I have a couple of big silver maples, 40 years old and about three
feet in diameter.

I've noticed in the past few years that fox squirrels are trying to
dig a hole in each tree by clawing and biting. Each wound is in the
trunk, about chest high, where a small limb has been removed years
ago and the trunk is growing out around the stub. So there is
already a kind of recess in the trunk, and they are trying to turn
it into a hole. I have noticed that sometimes a lot of thin sap
runs out of the wound and wets the side of the trunk.


What you should have done when the limb was removed was to perform a
correct clean-cut of the limb at the trunk and then paint over the stub
with pruning paint. The black tarry paint will water-proof the wood
(and it is wood that you've just exposed - lumber if you will) and will
prevent this wood from rotting while the tree grows over it. If you
look at exposed wood that hasn't been painted, if the area is large
enough the tree can't grow over it fast enough before it rots and
prevents the bark from completing it's growth over it, leaving a
permanent cavity that will just continue to rot and eventually become
the reason why the tree must be cut down.

With that said, I also notice that squirrels will chew on the TOP side
of horizontal branches of maples (particularly sugar maples) and will
remove large areas of bark on the top side close to the trunk (THE SIDE
YOU CAN'T SEE FROM THE GROUND) and will eventually kill the branch.

The squirrels are doing this because there is probably too many of them
in your local area and not enough food supply, and they're going after
the bark because there's not much else for them to eat.

Stored records:
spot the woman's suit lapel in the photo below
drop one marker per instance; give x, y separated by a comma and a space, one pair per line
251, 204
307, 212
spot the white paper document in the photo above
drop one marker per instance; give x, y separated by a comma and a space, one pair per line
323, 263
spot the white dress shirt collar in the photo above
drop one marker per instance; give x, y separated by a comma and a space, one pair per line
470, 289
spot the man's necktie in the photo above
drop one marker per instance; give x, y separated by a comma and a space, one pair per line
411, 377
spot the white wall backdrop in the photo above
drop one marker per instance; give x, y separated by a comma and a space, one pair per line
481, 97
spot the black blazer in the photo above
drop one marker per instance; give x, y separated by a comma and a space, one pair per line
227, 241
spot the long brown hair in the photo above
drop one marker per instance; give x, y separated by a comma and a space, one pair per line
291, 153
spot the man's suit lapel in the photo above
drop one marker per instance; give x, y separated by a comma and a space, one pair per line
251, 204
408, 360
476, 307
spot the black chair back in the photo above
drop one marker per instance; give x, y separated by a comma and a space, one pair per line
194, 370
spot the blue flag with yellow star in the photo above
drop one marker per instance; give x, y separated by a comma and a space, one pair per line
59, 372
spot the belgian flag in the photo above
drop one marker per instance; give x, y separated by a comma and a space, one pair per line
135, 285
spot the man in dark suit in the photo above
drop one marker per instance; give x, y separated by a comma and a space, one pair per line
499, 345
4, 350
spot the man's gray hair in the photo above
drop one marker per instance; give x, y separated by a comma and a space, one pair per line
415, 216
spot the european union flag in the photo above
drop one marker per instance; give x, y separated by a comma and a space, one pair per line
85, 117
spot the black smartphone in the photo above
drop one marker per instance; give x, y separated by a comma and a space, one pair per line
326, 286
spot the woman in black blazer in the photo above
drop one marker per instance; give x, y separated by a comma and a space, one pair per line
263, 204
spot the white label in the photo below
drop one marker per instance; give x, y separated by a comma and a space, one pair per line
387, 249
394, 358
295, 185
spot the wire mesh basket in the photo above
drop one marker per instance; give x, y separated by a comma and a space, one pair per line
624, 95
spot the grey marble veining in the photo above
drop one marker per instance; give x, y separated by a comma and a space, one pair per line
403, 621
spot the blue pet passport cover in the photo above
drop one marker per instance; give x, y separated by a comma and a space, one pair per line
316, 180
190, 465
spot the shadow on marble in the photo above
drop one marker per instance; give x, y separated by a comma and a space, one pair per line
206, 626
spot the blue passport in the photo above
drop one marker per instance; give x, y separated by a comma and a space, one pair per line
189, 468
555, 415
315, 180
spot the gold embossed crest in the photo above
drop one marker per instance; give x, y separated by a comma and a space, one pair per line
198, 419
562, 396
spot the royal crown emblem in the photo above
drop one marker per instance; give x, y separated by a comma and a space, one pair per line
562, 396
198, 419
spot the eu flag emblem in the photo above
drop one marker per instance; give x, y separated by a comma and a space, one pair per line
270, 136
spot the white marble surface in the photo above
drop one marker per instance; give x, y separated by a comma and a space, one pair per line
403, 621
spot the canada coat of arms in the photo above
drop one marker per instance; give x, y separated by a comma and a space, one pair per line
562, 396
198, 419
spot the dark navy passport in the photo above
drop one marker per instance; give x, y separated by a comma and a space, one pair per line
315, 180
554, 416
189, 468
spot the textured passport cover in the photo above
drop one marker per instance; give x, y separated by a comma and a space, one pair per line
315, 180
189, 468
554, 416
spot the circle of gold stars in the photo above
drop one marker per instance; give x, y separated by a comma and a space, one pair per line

§ **Work to do**
Reproduce the stretch of the squirrel-damage text from "With that said, I" through "them to eat.".

§ **Solution to this task**
With that said, I also notice that squirrels will chew on the TOP side
of horizontal branches of maples (particularly sugar maples) and will
remove large areas of bark on the top side close to the trunk (THE SIDE
YOU CAN'T SEE FROM THE GROUND) and will eventually kill the branch.

The squirrels are doing this because there is probably too many of them
in your local area and not enough food supply, and they're going after
the bark because there's not much else for them to eat.